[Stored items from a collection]

▬▬▬▬▬▬▬▬▬▬

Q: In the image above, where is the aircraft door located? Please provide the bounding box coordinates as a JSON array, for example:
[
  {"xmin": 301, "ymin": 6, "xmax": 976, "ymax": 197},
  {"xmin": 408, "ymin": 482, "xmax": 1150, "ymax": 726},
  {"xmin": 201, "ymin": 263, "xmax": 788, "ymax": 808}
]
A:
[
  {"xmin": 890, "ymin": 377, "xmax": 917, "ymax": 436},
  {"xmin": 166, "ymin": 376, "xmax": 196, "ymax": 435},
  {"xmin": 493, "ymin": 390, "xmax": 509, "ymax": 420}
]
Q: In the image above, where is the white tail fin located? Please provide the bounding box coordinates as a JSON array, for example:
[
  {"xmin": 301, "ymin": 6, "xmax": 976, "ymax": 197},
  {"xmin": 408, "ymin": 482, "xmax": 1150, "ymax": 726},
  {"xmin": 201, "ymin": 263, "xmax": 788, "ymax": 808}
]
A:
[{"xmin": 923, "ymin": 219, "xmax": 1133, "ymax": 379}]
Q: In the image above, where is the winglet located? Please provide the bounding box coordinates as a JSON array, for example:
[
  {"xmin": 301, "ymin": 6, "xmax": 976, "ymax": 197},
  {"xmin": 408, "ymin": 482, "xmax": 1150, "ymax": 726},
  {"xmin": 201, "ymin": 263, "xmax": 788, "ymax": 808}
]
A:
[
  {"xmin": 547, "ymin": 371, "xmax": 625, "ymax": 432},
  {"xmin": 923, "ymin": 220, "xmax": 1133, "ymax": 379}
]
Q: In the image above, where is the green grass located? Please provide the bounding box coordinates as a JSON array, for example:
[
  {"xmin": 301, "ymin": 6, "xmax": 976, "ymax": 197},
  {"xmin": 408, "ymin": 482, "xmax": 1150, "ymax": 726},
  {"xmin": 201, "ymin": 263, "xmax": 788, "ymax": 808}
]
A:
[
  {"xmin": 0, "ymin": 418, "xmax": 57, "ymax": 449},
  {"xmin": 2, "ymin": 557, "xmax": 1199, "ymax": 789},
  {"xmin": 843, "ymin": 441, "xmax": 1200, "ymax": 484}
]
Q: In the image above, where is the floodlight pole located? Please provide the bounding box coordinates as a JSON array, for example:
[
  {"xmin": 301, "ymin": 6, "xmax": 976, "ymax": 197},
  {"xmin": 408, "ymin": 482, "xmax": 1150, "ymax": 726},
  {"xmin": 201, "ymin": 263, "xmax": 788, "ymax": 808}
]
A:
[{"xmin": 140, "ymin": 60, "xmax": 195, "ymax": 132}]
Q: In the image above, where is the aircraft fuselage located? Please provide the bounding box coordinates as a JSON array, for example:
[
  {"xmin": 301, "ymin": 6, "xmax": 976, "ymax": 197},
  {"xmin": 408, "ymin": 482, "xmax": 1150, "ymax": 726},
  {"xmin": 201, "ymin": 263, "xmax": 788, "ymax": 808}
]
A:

▬▬▬▬▬▬▬▬▬▬

* [TRY IT]: Each of the entries must be set down again exactly.

* [EXERCISE ANSWER]:
Q: In the image above, where is the aircraft door located? Please provide the bounding box coordinates as a JSON array, for example:
[
  {"xmin": 301, "ymin": 6, "xmax": 976, "ymax": 197},
  {"xmin": 408, "ymin": 482, "xmax": 1150, "ymax": 726},
  {"xmin": 201, "ymin": 263, "xmax": 788, "ymax": 808}
]
A:
[
  {"xmin": 890, "ymin": 377, "xmax": 917, "ymax": 436},
  {"xmin": 166, "ymin": 376, "xmax": 196, "ymax": 435},
  {"xmin": 493, "ymin": 390, "xmax": 509, "ymax": 420}
]
Q: In the image above, where is the white tail fin located? Please provide the bounding box coordinates as a JSON array, for example:
[
  {"xmin": 301, "ymin": 6, "xmax": 976, "ymax": 197},
  {"xmin": 408, "ymin": 482, "xmax": 1150, "ymax": 726},
  {"xmin": 201, "ymin": 263, "xmax": 788, "ymax": 808}
]
A:
[{"xmin": 923, "ymin": 219, "xmax": 1133, "ymax": 379}]
Q: In the image above, where is the winglet located? Please provide the bounding box coordinates as a JSON array, for example:
[
  {"xmin": 301, "ymin": 6, "xmax": 976, "ymax": 197},
  {"xmin": 408, "ymin": 482, "xmax": 1150, "ymax": 726},
  {"xmin": 201, "ymin": 263, "xmax": 788, "ymax": 808}
]
A:
[
  {"xmin": 547, "ymin": 371, "xmax": 625, "ymax": 432},
  {"xmin": 923, "ymin": 220, "xmax": 1133, "ymax": 379}
]
Q: In the image above, where is the green grass located? Please provide the bounding box coordinates as a JSON array, for example:
[
  {"xmin": 301, "ymin": 6, "xmax": 976, "ymax": 197},
  {"xmin": 408, "ymin": 482, "xmax": 1150, "ymax": 726},
  {"xmin": 201, "ymin": 263, "xmax": 788, "ymax": 808}
]
A:
[
  {"xmin": 0, "ymin": 418, "xmax": 57, "ymax": 449},
  {"xmin": 2, "ymin": 557, "xmax": 1199, "ymax": 789},
  {"xmin": 843, "ymin": 441, "xmax": 1200, "ymax": 484}
]
Q: In the image above, where is the floodlight pole located? Please provide the bounding box coordinates as a JSON array, for example:
[
  {"xmin": 301, "ymin": 6, "xmax": 976, "ymax": 197},
  {"xmin": 408, "ymin": 482, "xmax": 1150, "ymax": 726},
  {"xmin": 201, "ymin": 263, "xmax": 788, "ymax": 808}
]
A:
[{"xmin": 140, "ymin": 60, "xmax": 195, "ymax": 132}]
Q: In the image above, where is the aircraft fuselage located? Please provide the bounding box coordinates as a JSON array, for example:
[
  {"xmin": 301, "ymin": 6, "xmax": 976, "ymax": 197},
  {"xmin": 408, "ymin": 482, "xmax": 1150, "ymax": 726},
  {"xmin": 201, "ymin": 263, "xmax": 788, "ymax": 808}
]
A:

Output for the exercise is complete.